Apply what you read =>
**A.** In the passage on Generation Alpha, what percentage of this generation is expected to graduate high school?
**B.** Decide whether each statement agrees with the passage on Generation Alpha. (i) Generation Alpha students are born between 2010 and 2025. (ii) Gen Alpha is expected to enter the workforce sooner than earlier generations. (iii) Gen Alpha will feel less isolated than any group before it.
**C.** Carry on the passage about Generation Alpha from its last sentence.

Quoted passage =>
Meet Generation Alpha
Generation Alpha students, born 2010 – 2025, are pre-school to second graders (3-8 years old).  This generation may be defined by their relationship with Information Technology (IT). They are born into it. Their first babysitter is an iPad (or cell phone) holding ready access to the world in the palms of their hands. 
Gen Alpha will be students longer and should be the most educated of any group. It’s expected that 90% will graduate high school.  A master’s degree will become standard. Most will continue to delve into a specialty, delaying entrance to the workforce until they feel a high level of competency and expertise.  Based on current trends, more than half of the Alphas will likely be living with their parents into their late 20’s.  However, they will be the wealthiest generation and many more will likely become “centenarians.”

This generation is being born into a world of constant informational feeds from a host of digital sources. They will be better able than previous generations to deal with complexity, manage multiple data, and translate complexity into what’s simple and essential. This ability to process larger amounts of data and not get bogged down in detail, will be a fundamental Alpha quality- and potentially key to their success. Gen Alpha will be the most connected group in the world, yet they will feel more isolated than any before. The lack of human connection will strongly influence their choices.

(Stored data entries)
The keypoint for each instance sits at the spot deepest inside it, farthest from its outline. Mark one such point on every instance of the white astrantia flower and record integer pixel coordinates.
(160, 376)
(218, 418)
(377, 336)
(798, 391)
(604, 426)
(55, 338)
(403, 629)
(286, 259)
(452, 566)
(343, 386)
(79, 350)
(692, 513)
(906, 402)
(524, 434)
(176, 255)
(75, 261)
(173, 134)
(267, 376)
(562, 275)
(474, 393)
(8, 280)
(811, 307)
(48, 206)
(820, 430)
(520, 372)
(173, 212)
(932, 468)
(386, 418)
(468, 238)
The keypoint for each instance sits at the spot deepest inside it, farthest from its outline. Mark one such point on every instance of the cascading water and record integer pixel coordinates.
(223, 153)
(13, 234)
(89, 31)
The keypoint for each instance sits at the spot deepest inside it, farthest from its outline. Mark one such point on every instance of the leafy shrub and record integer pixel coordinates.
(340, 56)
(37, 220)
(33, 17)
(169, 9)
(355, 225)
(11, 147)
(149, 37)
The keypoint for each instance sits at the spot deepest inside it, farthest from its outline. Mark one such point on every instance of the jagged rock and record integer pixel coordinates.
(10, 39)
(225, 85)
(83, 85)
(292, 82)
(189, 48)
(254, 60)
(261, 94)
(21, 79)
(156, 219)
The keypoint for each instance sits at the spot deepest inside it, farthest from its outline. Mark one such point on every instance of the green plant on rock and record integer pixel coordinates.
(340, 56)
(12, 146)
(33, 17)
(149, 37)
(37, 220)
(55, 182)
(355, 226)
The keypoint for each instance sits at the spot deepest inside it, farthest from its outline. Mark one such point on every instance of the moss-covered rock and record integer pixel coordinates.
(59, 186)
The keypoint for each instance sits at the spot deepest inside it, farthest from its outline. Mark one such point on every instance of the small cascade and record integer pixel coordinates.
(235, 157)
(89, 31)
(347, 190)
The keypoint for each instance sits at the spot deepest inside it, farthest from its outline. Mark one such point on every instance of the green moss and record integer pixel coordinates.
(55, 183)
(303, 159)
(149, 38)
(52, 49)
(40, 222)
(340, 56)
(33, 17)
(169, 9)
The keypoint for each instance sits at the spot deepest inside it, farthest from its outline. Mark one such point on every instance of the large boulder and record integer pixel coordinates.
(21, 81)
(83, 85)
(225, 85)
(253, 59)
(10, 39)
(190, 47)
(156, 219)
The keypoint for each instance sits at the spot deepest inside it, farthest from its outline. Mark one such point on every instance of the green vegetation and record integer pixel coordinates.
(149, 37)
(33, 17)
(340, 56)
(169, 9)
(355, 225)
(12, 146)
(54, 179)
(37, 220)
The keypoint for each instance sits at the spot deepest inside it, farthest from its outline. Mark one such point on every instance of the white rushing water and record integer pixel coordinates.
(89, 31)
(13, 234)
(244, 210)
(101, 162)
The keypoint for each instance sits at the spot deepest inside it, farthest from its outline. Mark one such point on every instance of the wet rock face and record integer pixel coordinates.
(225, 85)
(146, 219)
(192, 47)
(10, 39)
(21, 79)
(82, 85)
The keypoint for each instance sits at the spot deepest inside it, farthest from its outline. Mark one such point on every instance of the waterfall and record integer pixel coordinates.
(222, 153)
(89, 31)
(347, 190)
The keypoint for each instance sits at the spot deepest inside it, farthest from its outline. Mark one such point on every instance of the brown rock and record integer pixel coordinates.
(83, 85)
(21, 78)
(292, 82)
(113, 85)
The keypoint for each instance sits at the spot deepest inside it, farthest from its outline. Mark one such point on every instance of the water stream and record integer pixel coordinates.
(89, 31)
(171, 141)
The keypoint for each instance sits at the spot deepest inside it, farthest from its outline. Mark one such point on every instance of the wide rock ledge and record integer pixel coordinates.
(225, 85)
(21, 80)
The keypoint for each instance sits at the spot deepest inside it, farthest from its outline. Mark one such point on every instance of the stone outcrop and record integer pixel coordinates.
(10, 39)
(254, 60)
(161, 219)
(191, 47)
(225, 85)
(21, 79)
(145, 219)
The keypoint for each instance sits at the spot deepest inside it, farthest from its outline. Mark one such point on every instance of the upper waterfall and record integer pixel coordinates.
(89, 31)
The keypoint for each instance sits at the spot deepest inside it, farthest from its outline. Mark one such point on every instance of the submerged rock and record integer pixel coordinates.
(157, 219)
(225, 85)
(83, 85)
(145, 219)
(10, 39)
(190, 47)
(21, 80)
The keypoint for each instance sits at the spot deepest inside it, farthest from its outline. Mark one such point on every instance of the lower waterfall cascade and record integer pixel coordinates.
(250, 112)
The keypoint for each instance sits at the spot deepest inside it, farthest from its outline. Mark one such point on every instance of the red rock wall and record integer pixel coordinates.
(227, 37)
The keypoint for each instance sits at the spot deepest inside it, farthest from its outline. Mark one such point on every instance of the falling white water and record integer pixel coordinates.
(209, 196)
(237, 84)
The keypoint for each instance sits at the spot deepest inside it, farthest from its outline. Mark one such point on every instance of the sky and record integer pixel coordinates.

Responses per task =>
**A.** 90%

**B.**
(i) Yes: "Generation Alpha students, born 2010 – 2025"
(ii) No: "delaying entrance to the workforce until they feel a high level of competency and expertise"
(iii) No: "yet they will feel more isolated than any before"

**C.**
Gen Alpha in Our Schools
I recall a recent visit to a small, first-grade classroom. The students were sitting in a semi-circle near an interactive board, responding to audio/visual media. They were instructed to share with a partner what they had just learned. Boom…. emotional smorgasbord! A couple of pairs smiled and began excitedly sharing, listening and responding pleasantly. Another pair began arguing about who was supposed to start. In a third pair, one partner was distracted by the two arguing, so she decided to get up and referee for the sake of peace. The newly deserted partner became visibly upset and made a bee-line to the teacher for comfort. One child refused to be partnered, even after much coaxing from the adults. The teacher moved swiftly and calmly between each scenario offering positive reinforcement and a gentle tone. Later, she shared her opinion that the social behaviors of these young Alpha’s, seemed less mature than their counterparts of not so long ago. She added that they preferred individual tasks over team tasks.
Supporting Gen Alpha
Although they possess digital proficiency, Generation Alpha will require more work with social interactions.  They will need ongoing support to develop the necessary skills for partnering with others to achieve a common goal. Processes that provide structured opportunities for collaborative learning must be taught, modeled, and rehearsed to help this generation make meaningful connections between their real and virtual worlds.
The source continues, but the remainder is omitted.